**Task details:** Edit the rows below by changing every "expected form" to "sample format". Leave everything else unchanged.

Object pointing dataset rows:
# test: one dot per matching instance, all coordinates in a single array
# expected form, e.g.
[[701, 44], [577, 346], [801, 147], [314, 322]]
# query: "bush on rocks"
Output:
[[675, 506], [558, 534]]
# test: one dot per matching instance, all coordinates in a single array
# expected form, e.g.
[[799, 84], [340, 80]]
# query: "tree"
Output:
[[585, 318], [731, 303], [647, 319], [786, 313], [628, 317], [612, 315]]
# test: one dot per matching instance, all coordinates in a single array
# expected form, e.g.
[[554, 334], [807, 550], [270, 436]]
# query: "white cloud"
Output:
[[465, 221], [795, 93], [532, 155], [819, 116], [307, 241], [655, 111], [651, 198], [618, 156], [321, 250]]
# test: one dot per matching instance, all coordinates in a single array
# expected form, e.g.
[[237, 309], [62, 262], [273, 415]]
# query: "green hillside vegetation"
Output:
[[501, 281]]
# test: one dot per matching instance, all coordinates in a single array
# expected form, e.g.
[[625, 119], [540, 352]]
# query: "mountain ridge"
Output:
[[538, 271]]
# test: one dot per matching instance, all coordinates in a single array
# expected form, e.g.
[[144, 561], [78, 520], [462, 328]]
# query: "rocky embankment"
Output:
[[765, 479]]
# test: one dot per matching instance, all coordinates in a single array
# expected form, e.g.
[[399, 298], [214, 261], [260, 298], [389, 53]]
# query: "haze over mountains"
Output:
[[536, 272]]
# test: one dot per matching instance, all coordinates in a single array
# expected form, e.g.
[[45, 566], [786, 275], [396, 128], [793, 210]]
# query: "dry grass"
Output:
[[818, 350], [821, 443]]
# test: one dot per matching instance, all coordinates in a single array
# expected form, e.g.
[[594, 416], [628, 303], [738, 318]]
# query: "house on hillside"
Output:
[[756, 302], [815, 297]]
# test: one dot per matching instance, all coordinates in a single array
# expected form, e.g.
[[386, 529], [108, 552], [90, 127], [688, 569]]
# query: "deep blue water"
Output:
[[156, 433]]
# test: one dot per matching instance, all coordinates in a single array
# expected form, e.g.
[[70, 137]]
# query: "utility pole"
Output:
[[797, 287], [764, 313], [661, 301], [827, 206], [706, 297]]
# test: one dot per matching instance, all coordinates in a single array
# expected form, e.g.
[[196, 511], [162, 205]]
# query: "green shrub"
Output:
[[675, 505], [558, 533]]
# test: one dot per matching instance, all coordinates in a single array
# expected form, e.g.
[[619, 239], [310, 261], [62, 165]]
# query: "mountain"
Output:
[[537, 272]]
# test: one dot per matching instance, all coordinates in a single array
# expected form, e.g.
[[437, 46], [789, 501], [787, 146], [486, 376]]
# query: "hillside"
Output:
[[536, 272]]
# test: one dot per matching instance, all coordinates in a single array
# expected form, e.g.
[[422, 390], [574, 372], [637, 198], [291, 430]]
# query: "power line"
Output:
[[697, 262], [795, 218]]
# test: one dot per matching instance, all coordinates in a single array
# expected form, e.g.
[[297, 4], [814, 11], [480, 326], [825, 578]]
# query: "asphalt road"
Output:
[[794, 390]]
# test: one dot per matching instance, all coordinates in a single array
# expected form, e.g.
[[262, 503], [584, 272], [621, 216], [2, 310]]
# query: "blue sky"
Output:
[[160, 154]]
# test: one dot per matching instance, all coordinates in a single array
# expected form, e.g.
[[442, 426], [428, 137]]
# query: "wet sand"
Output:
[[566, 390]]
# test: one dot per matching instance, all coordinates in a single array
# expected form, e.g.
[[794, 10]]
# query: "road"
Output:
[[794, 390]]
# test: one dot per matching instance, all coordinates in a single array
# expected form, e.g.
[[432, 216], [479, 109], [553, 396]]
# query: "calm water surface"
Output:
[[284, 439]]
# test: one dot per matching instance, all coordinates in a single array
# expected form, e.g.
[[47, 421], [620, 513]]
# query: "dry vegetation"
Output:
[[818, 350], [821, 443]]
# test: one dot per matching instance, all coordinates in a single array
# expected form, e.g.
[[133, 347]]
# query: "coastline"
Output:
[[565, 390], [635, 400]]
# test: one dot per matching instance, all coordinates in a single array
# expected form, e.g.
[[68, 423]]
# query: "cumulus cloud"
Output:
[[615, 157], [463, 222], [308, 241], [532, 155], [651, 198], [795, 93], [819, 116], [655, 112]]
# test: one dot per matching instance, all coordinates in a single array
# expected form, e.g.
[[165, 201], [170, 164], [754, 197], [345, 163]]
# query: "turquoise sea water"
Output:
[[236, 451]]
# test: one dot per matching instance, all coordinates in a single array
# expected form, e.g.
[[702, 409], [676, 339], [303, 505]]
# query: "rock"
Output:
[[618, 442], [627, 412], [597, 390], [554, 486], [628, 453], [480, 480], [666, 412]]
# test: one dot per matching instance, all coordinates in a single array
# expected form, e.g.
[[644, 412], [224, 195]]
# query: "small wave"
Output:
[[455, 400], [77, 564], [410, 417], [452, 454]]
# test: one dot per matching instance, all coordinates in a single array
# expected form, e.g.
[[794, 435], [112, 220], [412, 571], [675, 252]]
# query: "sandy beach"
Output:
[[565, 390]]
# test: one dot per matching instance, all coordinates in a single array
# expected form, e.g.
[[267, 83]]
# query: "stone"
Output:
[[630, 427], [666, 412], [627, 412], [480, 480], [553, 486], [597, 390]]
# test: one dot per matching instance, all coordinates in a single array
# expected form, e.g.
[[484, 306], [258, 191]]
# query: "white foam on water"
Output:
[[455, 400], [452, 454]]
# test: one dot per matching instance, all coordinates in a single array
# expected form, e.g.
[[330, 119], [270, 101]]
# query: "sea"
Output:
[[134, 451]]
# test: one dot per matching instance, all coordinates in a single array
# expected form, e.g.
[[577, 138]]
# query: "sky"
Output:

**Written solution:**
# test: one dot per matching instance, all coordinates in a single array
# sample format, e.g.
[[701, 44], [577, 346], [801, 147], [314, 322]]
# query: "bush on rocks"
Output:
[[675, 506], [558, 534]]
# test: one dot per matching instance, all coordinates in a single array
# sample format, e.g.
[[799, 84], [340, 80]]
# query: "tree"
Output:
[[585, 318], [731, 303], [647, 319], [786, 313], [628, 317], [612, 315]]
# test: one dot per matching instance, all coordinates in a single array
# sample format, e.g.
[[554, 334], [807, 550], [270, 436]]
# query: "white cloud"
Output:
[[465, 221], [795, 93], [532, 155], [819, 116], [307, 241], [655, 111], [651, 198], [618, 156], [321, 250]]
# test: one dot per matching instance, all coordinates in a single array
# sample format, e.g.
[[237, 309], [62, 262], [273, 415]]
# query: "green hillside vegetation"
Output:
[[501, 281]]
# test: one dot per matching instance, all coordinates in a single array
# sample format, e.g.
[[625, 119], [540, 352]]
# query: "mountain ridge"
Output:
[[538, 271]]
# test: one dot per matching instance, all coordinates in a single array
# sample format, e.g.
[[144, 561], [78, 520], [462, 328]]
# query: "rocky embankment"
Output:
[[765, 479]]
# test: one dot per matching instance, all coordinates in a single array
# sample format, e.g.
[[399, 298], [214, 261], [260, 298], [389, 53]]
# query: "haze over mountains"
Output:
[[536, 272]]
# test: one dot per matching instance, all coordinates in a single array
# sample format, e.g.
[[45, 566], [786, 275], [396, 128], [793, 210]]
# query: "dry grass"
Output:
[[818, 350], [821, 443]]
# test: one dot per matching instance, all coordinates in a single array
# sample format, e.g.
[[594, 416], [628, 303], [738, 318]]
# query: "house on hillside"
Output:
[[756, 302], [815, 297]]
# test: one dot per matching instance, all coordinates in a single array
# sample format, e.g.
[[386, 529], [108, 552], [90, 127], [688, 569]]
# query: "deep blue water"
Output:
[[156, 433]]
# test: one dot per matching instance, all coordinates in a single array
# sample format, e.g.
[[70, 137]]
# query: "utility pole"
Output:
[[797, 287], [764, 313], [661, 301], [827, 206], [706, 297]]
# test: one dot per matching instance, all coordinates in a single array
# sample format, e.g.
[[196, 511], [162, 205]]
# query: "green shrub"
Output:
[[675, 505], [558, 533]]
# test: one dot per matching instance, all coordinates in a single array
# sample format, e.g.
[[619, 239], [310, 261], [62, 165]]
# query: "mountain"
Output:
[[537, 272]]
# test: one dot per matching instance, all coordinates in a single array
# sample format, e.g.
[[437, 46], [789, 501], [787, 146], [486, 376]]
# query: "hillside"
Output:
[[536, 272]]
# test: one dot per matching instance, all coordinates in a single array
# sample format, e.g.
[[422, 390], [574, 372], [637, 198], [291, 430]]
# query: "power line"
Output:
[[697, 262], [795, 218]]
# test: one dot per matching instance, all coordinates in a single array
# sample format, e.g.
[[297, 4], [814, 11], [480, 326], [825, 578]]
# query: "asphalt road"
Output:
[[794, 390]]
# test: one dot per matching instance, all coordinates in a single array
# sample format, e.g.
[[262, 503], [584, 272], [621, 216], [2, 310]]
# query: "blue sky"
Output:
[[160, 154]]
# test: one dot per matching instance, all coordinates in a single array
# sample format, e.g.
[[442, 426], [428, 137]]
# query: "wet sand"
Output:
[[566, 390]]
# test: one dot per matching instance, all coordinates in a single array
# sample format, e.g.
[[794, 10]]
# query: "road"
Output:
[[794, 390]]
# test: one dot per matching instance, all coordinates in a single array
# sample format, e.g.
[[432, 216], [479, 109], [553, 396]]
# query: "calm water surface"
Output:
[[284, 439]]
# test: one dot per matching instance, all coordinates in a single array
# sample format, e.g.
[[47, 421], [620, 513]]
# query: "dry vegetation"
Output:
[[818, 350], [821, 443]]
# test: one dot per matching instance, all coordinates in a single array
# sample format, e.g.
[[133, 347]]
# query: "coastline"
Output:
[[565, 390], [635, 400]]
# test: one dot per matching instance, all coordinates in a single array
# sample format, e.g.
[[68, 423]]
# query: "cumulus cloud"
Output:
[[615, 157], [463, 222], [308, 241], [532, 155], [651, 198], [795, 93], [819, 116], [655, 112]]
# test: one dot per matching instance, all coordinates in a single array
# sample format, e.g.
[[165, 201], [170, 164], [754, 197], [345, 163]]
# query: "turquoise sea water"
Output:
[[236, 451]]
# test: one dot per matching instance, all coordinates in a single array
# sample format, e.g.
[[702, 409], [676, 339], [303, 505]]
# query: "rock"
Output:
[[618, 442], [627, 412], [597, 390], [554, 486], [628, 453], [480, 480], [666, 412]]
# test: one dot per matching instance, all coordinates in a single array
# sample format, e.g.
[[644, 412], [224, 195]]
# query: "small wave"
Output:
[[455, 400], [77, 564], [410, 417], [452, 454]]
# test: one dot per matching instance, all coordinates in a single array
# sample format, e.g.
[[794, 435], [112, 220], [412, 571], [675, 252]]
# query: "sandy beach"
Output:
[[565, 390]]
# test: one dot per matching instance, all coordinates in a single array
# sample format, e.g.
[[267, 83]]
# query: "stone"
Output:
[[630, 427], [666, 412], [627, 412], [480, 480], [553, 486], [597, 390]]
# test: one dot per matching instance, all coordinates in a single array
# sample format, e.g.
[[484, 306], [258, 191]]
# query: "white foam on water"
Output:
[[455, 400], [452, 454]]
# test: one dot per matching instance, all coordinates in a single array
# sample format, e.g.
[[330, 119], [270, 101]]
# query: "sea"
Output:
[[134, 451]]
# test: one dot per matching instance, all coordinates in a single array
# sample format, e.g.
[[577, 138]]
# query: "sky"
Output:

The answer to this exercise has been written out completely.